* **What this task involves**
In the operating expense discussion below, what reason is given for the decrease in depreciation expense?

* **Excerpted text**
★ ★ ★

Depreciation  $7,735   $9,531   $(1,796)  $16,451   $19,317   $(2,866)
Office Related Expenses   138,414    134,825    3,589    270,423    261,524    8,899 
Payroll and Benefits   511,468    507,091    4,377    1,018,007    1,113,943    (95,936)
Professional Fees   175,454    202,082    (26,628)   392,959    494,968    (102,009)
Selling and Marketing   194,303    424,444    (230,141)   340,235    932,830    (592,595)
Travel   23,462    37,476    (14,014)   43,864    117,227    (73,363)
                               
Total operating expenses  $1,050,836   $1,315,449   $(264,613)  $2,081,939   $2,939,809   $(857,870)

 

Depreciation expense for the three and six months ended January 31, 2012, was approximately $8 thousand and $16 thousand, respectively, a decrease of approximately $2 thousand and $3 thousand from the same prior year period. The decrease is due to lower carrying values of depreciable assets during the three and six months ended January 31, 2012 as compared to the same prior year period.

 

Office related costs include rent, insurance, utilities and office maintenance. For the three months ended January 31, 2012 these costs were approximately $28 thousand, $12 thousand, $10 thousand, and $88 thousand, respectively. For the six months ended January 31, 2012 these costs were $57 thousand, $25 thousand, $21 thousand, and $167 thousand, respectively. The overall increase of approximately $4 thousand and $9 thousand is due to increased operations of the Company.

 

Payroll and related expenses for the three and six months ended January 31, 2012 was approximately $511 thousand and $1.0 million, respectively, a increase of $4 thousand and a decrease of approximately $96 thousand over the same prior year periods. The increase of approximately $4 thousand for the three months ended January 31, 2012 is due to additional personnel added to support ZLinked. The decrease of approximately $96 thousand for the six months ended January 31, 2012 is due to certain employee salary reductions and a reduction in stock based compensation.

★ ★ ★

* **Dataset**

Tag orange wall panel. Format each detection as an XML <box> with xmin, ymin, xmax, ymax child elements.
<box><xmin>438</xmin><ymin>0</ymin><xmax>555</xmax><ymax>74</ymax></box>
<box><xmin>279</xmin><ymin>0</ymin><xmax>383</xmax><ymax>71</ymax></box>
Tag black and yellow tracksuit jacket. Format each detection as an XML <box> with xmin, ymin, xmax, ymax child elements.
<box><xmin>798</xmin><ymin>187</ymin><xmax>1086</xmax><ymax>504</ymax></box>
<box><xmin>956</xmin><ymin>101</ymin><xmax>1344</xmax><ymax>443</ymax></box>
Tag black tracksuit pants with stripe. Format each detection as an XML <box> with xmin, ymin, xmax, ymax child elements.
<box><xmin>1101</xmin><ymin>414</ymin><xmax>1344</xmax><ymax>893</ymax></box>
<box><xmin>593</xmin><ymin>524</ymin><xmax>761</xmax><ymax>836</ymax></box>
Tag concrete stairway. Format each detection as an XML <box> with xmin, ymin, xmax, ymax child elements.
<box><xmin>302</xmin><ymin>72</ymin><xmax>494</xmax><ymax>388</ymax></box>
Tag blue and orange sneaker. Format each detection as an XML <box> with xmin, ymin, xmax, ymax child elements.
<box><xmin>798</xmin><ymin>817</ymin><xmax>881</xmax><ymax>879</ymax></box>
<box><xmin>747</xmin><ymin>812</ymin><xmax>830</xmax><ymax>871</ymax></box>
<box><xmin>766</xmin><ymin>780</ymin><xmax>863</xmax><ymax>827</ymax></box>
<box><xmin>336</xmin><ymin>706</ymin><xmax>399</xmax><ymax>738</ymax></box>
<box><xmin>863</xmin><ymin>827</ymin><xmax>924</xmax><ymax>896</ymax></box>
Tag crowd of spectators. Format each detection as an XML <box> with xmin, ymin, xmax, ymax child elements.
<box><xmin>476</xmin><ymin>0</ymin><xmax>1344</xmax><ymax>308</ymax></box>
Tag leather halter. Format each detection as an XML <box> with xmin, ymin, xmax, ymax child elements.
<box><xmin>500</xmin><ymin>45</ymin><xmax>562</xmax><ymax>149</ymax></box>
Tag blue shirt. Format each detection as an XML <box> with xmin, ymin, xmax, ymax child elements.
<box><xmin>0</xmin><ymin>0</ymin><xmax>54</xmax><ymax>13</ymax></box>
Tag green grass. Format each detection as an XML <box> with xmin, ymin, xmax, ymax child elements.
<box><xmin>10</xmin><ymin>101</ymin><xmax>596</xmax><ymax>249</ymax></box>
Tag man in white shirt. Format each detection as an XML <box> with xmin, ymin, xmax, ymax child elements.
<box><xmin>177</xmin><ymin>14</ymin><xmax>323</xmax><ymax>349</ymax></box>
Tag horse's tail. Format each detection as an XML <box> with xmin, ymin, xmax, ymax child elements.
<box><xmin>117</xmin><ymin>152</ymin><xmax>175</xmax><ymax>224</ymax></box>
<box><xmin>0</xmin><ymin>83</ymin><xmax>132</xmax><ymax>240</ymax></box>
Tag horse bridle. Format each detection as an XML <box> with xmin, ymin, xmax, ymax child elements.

★ ★ ★

* **Solved problem**
Lower carrying values of depreciable assets during the three and six months ended January 31, 2012, compared with the same prior year period.